→ **YOUR TASK**: Can you copy each of the records below line for line, with no change to any word or number?

--- begin EXERCISE MATERIALS ---

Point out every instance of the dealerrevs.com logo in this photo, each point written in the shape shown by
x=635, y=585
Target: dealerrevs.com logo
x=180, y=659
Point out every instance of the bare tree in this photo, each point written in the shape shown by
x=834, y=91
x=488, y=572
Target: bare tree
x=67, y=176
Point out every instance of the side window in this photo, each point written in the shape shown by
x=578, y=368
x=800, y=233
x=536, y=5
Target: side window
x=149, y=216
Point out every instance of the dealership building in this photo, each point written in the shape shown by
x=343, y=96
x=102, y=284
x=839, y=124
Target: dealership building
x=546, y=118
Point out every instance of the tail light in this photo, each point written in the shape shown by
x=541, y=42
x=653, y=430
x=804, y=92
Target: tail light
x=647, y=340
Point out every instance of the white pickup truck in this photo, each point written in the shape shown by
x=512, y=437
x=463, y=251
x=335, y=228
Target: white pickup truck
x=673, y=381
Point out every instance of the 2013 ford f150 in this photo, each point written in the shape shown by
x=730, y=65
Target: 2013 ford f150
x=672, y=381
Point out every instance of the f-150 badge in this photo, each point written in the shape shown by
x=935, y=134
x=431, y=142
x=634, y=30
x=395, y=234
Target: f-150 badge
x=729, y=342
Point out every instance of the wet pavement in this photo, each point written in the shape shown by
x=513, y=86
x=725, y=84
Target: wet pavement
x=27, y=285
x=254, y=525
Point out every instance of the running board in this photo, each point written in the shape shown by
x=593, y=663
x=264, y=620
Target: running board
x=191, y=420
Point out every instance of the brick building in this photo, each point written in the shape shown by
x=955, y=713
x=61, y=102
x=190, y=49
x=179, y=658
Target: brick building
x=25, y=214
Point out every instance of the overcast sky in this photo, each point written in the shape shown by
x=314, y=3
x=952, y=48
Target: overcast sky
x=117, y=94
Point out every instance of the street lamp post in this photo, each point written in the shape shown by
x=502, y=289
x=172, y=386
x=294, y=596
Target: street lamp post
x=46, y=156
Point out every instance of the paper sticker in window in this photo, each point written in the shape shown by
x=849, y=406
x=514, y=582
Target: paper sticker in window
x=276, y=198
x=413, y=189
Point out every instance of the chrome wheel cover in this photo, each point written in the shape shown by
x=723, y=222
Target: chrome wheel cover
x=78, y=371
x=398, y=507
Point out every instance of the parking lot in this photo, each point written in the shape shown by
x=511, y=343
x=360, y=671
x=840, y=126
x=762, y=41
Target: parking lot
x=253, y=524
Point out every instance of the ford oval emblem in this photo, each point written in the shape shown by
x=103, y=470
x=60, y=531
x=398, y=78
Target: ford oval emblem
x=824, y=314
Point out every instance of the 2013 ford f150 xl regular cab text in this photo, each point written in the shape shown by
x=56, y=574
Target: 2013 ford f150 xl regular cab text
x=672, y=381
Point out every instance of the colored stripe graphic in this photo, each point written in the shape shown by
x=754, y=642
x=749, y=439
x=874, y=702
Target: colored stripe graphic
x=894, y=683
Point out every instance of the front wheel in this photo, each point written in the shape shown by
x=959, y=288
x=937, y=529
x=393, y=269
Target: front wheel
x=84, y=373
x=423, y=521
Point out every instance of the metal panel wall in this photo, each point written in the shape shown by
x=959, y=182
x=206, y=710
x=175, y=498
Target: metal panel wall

--- end EXERCISE MATERIALS ---

→ **FULL ANSWER**:
Point out every instance of the dealerrevs.com logo in this photo, each point written in the shape shown by
x=635, y=585
Target: dealerrevs.com logo
x=180, y=659
Point out every instance of the bare tree in this photo, each point written in the shape shown by
x=834, y=91
x=488, y=572
Target: bare tree
x=67, y=176
Point out every instance of the side window in this photo, each point written in the shape shown by
x=578, y=368
x=800, y=233
x=536, y=5
Target: side window
x=149, y=216
Point out every instance of the dealership building in this photo, each point written in the shape shown by
x=343, y=96
x=102, y=284
x=839, y=124
Target: dealership building
x=546, y=118
Point out every instance of the tail light in this photo, each point written in the shape shown by
x=541, y=42
x=653, y=430
x=804, y=92
Target: tail light
x=647, y=340
Point out every instance of the white pickup truck in this photo, each point written in the shape shown by
x=512, y=437
x=463, y=251
x=335, y=228
Target: white pickup truck
x=673, y=381
Point out every instance of the 2013 ford f150 in this photo, each point written in the shape shown by
x=730, y=65
Target: 2013 ford f150
x=672, y=381
Point out every instance of the f-150 badge in this photo, each point written in the shape shown by
x=935, y=134
x=431, y=142
x=634, y=30
x=395, y=234
Target: f-150 badge
x=729, y=342
Point out every instance of the wet pavement in this photo, each point written in the shape shown by
x=513, y=86
x=725, y=84
Target: wet pavement
x=27, y=285
x=254, y=525
Point out every instance of the running board in this photo, each point written in the shape shown by
x=593, y=663
x=264, y=620
Target: running board
x=191, y=420
Point out every instance of the brick building in this photo, each point written in the shape shown by
x=955, y=713
x=61, y=102
x=190, y=49
x=179, y=658
Target: brick building
x=25, y=214
Point out every instance of the overcast sky in this photo, each point written in the shape shown by
x=314, y=3
x=952, y=48
Target: overcast sky
x=117, y=94
Point out every instance of the street lamp post in this photo, each point written in the shape shown by
x=502, y=289
x=172, y=386
x=294, y=596
Target: street lamp post
x=46, y=156
Point out every instance of the paper sticker in window in this photo, each point written in the shape shown by
x=849, y=406
x=514, y=582
Target: paper sticker in window
x=276, y=198
x=413, y=189
Point out every instance of the chrome wheel cover in this photo, each point written in the shape shown by
x=723, y=222
Target: chrome wheel cover
x=78, y=371
x=398, y=507
Point out every instance of the parking lot in this photo, each point written in the shape shown by
x=511, y=343
x=360, y=671
x=840, y=126
x=762, y=41
Target: parking lot
x=253, y=524
Point out every instance of the ford oval emblem in this photo, each point written in the shape shown by
x=103, y=470
x=60, y=531
x=398, y=78
Target: ford oval emblem
x=824, y=314
Point out every instance of the 2013 ford f150 xl regular cab text in this photo, each point written in the shape shown by
x=56, y=574
Target: 2013 ford f150 xl regular cab text
x=672, y=381
Point out every instance of the colored stripe graphic in this photo, each point written in the shape shown by
x=754, y=642
x=749, y=439
x=874, y=702
Target: colored stripe graphic
x=894, y=683
Point out every instance of the front wheel in this photo, each point written in the shape shown by
x=959, y=288
x=937, y=529
x=393, y=269
Target: front wheel
x=84, y=373
x=423, y=521
Point out every instance of the metal panel wall in this photo, each point written in the shape shown by
x=959, y=182
x=206, y=710
x=175, y=498
Target: metal panel wall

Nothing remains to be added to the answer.